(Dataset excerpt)
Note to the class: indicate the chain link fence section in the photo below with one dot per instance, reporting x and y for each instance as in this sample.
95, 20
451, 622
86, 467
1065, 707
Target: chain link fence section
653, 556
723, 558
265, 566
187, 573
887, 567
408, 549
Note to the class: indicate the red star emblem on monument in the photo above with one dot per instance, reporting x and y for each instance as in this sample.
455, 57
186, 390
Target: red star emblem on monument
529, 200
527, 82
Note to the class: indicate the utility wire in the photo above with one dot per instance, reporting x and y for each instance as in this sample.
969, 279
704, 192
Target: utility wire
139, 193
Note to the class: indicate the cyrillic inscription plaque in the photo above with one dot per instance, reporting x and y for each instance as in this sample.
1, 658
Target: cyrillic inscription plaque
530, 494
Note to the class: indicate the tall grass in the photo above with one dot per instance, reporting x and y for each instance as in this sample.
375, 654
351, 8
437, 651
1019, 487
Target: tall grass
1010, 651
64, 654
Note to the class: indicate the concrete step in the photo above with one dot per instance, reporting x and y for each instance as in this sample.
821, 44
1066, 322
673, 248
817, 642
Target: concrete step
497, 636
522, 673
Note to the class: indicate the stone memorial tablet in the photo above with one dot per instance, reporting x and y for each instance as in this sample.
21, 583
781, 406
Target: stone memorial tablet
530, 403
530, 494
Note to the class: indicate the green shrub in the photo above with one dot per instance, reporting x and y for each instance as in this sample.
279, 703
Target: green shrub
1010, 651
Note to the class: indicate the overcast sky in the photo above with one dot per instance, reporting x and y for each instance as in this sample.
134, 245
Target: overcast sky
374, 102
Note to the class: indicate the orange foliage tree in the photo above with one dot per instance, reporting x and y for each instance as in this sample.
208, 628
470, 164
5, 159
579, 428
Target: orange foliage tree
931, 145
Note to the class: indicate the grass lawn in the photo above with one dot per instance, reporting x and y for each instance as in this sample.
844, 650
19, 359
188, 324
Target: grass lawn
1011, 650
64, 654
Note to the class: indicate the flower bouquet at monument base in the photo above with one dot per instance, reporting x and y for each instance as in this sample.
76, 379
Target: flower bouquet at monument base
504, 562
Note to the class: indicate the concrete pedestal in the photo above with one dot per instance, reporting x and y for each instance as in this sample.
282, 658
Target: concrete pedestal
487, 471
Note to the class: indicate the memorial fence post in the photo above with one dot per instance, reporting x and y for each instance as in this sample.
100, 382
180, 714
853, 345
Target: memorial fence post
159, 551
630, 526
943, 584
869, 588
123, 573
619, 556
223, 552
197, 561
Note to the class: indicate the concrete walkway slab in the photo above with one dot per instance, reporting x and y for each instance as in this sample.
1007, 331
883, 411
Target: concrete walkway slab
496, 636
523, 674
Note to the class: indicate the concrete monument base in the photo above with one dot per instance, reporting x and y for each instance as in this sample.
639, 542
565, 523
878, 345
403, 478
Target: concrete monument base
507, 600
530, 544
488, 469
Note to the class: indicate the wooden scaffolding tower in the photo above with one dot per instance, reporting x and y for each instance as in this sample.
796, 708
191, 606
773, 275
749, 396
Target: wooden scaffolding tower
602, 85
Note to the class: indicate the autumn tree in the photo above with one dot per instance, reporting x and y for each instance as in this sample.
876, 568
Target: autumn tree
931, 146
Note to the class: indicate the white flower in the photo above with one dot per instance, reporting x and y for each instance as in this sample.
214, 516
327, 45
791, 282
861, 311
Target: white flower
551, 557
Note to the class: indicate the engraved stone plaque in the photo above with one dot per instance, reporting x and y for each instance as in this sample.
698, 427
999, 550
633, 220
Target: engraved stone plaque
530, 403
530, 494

◆ **Required task**:
Copy exactly the lines above, from the one containing "Note to the class: indicate the concrete monument" through the very last line.

◆ **Expected output**:
Note to the class: indicate the concrete monument base in the photo above with one dot per instance, reporting x and y for each instance as in this sample.
639, 542
565, 523
878, 345
403, 478
Target: concrete monument base
507, 600
530, 544
488, 469
Note to the class: indicate the wooden scaffolding tower in the photo above with one dot per instance, reporting x and y for each instance as in this sample.
796, 708
191, 606
773, 275
749, 396
Target: wooden scaffolding tower
602, 85
Note to the class: indicate the autumn tree in the photo above with one dot per instance, reporting x and y for each instance as in this sample.
876, 568
Target: autumn tree
931, 146
Note to the class: indicate the white flower in the photo above with one dot per instance, reporting x and y for each instance as in this sample.
214, 516
327, 45
791, 282
861, 311
Target: white flower
551, 557
Note to the class: indicate the engraved stone plaque in the photo above with one dot per instance, reporting x and y for each instance as in this sample.
698, 427
999, 550
633, 220
Target: engraved stone plaque
530, 403
530, 494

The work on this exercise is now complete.